## PETIKAN TEKS
+===+

BERQURBAN
KARENA MENGHARAP RIDLA ALLAH SWT
Hj.
Nurhaj Syarifah, S.Ag.
A. PENDAHULUAN
Qurban
berasal dari kata qurbah yang bermakna pendekatan, sedangkan ritual qurban adalah salah satu
ritual ibadah pemeluk agama Islam dimana dilakukan penyembelihan binatang
ternak untuk dipersembahkan kepada Allah Swt. Ritual qurban dilakukan pada
bulan dzulhijah tanggal 10 dan 11,12,13 (hari tasyrik) bertepatan dengan hari
raya Idul Adha.
Secara etimologi, qurban mendekatkan
diri. Secara terminologi kur ban berarti berjuang secara benar atas dasar
takwa dan sabar, baik harta, tenaga, maupun jiwa dengan tujuan mendekatkan diri
kepada Allah serta memperoleh keridhaan-Nya. Kerapkali harta, tenaga, dan jiwa
menjadi ‘korban’, belum menjadi ‘kurban.’ Hal ini lantaran dikeluarkannya bukan
atas dasar takwa, sabar, dan ikhlas karena Allah. Dalam Ibadah kurban, juga
bukanlah semata-mata rangkaian ritual yang hanya berdimensi spiritual. Ibadah
Kurban tidak semata-mata upacara penyembelihan, tetapi merupakan ibadah yang
menempa diri menjadi seorang yang berakhlak mulia.
Tujuan utama dari semua ibadah dalam Islam adalah
agar menjadi orang-orang yang bertaqwa kepada Allah Swt. Ibadah tersebut
adalah sebagai sarana untuk meraih kemulian dan kecintaan Allah, termasuk juga
dengan ibadah qurban. Dalam al-qur’an
surat al-hajj ayat 37 Allah menjelaskan:” Daging-daging unta dan darahnya itu
sekali-kali tidak dapat mencapai keridlaan Allah, tetapi ketaqwaan dari kamulah
yang dapat mencapainya. Demikianlah Dia menundukkannya untukmu supaya kamu
mengagungkan Allah terhadap hidayahNya kepada kamu. Dan sampaikanlah kabar
gembira kepada orang-orang yang berbuat baik.” [1]
Ayat tersebut menjelaskan bahwa ibadah qurban adalah
sarana yang dapat digunakan untuk meraih ketaqwaan. Bahkan hewan yang kita
qurbankan telah sampai kepada Allah sebelum hewan tersebut jatuh ketanah pada
hari penyembelihannya.

+===+

## DATA TERSEDIA
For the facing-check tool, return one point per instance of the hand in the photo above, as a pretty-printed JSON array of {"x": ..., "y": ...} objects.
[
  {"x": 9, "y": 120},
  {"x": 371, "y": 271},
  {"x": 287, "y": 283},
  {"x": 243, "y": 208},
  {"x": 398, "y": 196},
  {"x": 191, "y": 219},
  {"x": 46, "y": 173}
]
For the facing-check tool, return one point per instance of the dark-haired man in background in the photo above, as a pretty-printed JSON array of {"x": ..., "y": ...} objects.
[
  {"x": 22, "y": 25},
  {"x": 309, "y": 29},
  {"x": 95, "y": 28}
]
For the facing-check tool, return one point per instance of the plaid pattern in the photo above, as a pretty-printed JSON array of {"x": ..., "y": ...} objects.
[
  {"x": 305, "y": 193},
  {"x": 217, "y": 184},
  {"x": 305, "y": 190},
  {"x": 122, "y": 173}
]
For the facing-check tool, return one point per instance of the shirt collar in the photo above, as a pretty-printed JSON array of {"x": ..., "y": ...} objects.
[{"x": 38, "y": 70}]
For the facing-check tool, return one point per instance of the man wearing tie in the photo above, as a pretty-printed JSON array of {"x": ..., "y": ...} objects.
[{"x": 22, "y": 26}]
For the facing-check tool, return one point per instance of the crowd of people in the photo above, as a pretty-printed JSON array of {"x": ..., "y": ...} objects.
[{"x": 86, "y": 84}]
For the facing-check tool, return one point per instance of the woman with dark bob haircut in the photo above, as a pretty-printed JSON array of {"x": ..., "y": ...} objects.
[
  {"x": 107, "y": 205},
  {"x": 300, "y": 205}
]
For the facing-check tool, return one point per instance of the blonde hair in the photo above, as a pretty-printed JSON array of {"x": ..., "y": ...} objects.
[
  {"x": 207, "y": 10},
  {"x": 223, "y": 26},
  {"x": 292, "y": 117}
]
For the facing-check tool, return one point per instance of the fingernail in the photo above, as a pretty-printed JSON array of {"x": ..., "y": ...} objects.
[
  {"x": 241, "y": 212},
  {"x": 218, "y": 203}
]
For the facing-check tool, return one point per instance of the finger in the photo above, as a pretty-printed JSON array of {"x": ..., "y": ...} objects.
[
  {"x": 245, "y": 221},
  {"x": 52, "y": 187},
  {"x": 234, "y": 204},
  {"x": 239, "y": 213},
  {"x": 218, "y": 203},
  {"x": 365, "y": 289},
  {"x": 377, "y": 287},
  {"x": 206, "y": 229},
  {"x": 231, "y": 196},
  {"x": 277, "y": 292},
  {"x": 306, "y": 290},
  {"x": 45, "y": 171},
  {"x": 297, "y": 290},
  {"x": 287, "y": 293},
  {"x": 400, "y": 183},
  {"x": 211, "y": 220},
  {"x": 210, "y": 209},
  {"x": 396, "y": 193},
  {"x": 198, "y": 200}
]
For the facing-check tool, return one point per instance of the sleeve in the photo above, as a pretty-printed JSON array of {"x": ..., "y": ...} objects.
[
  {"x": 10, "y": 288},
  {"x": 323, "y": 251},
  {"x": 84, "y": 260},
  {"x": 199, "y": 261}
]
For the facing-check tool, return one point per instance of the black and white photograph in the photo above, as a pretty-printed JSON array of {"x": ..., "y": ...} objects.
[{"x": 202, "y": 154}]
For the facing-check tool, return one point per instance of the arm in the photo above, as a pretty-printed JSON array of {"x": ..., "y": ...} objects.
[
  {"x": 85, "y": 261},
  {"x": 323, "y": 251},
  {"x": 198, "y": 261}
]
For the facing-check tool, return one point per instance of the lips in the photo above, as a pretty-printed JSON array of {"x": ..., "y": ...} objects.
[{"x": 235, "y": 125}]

+===+

## LANGKAH PENGERJAAN
**1)** Ubah paragraf dalam petikan yang dimulai dengan "Secara etimologi, qurban mendekatkan" menjadi daftar butir singkat yang memuat fakta-fakta utamanya.
**2)** Salin bagian petikan yang dimulai pada "Tujuan utama dari" dan berakhir pada "hari penyembelihannya.", tanpa mengubah satu kata atau tanda baca pun.

## JAWABAN TIAP TUGAS
**1)**
- Secara etimologi, qurban berarti mendekatkan diri.
- Secara terminologi, kurban berarti berjuang secara benar atas dasar takwa dan sabar, baik dengan harta, tenaga, maupun jiwa. Tujuannya adalah mendekatkan diri kepada Allah dan memperoleh keridhaan-Nya.
- Harta, tenaga, dan jiwa kerap menjadi "korban", belum menjadi "kurban", karena dikeluarkan bukan atas dasar takwa, sabar, dan ikhlas karena Allah.
- Ibadah kurban bukan semata-mata ritual berdimensi spiritual atau upacara penyembelihan. Ibadah ini menempa diri menjadi orang yang berakhlak mulia.

**2)**
Tujuan utama dari semua ibadah dalam Islam adalah
agar menjadi orang-orang yang bertaqwa kepada Allah Swt. Ibadah tersebut
adalah sebagai sarana untuk meraih kemulian dan kecintaan Allah, termasuk juga
dengan ibadah qurban. Dalam al-qur’an
surat al-hajj ayat 37 Allah menjelaskan:” Daging-daging unta dan darahnya itu
sekali-kali tidak dapat mencapai keridlaan Allah, tetapi ketaqwaan dari kamulah
yang dapat mencapainya. Demikianlah Dia menundukkannya untukmu supaya kamu
mengagungkan Allah terhadap hidayahNya kepada kamu. Dan sampaikanlah kabar
gembira kepada orang-orang yang berbuat baik.” [1]
Ayat tersebut menjelaskan bahwa ibadah qurban adalah
sarana yang dapat digunakan untuk meraih ketaqwaan. Bahkan hewan yang kita
qurbankan telah sampai kepada Allah sebelum hewan tersebut jatuh ketanah pada
hari penyembelihannya.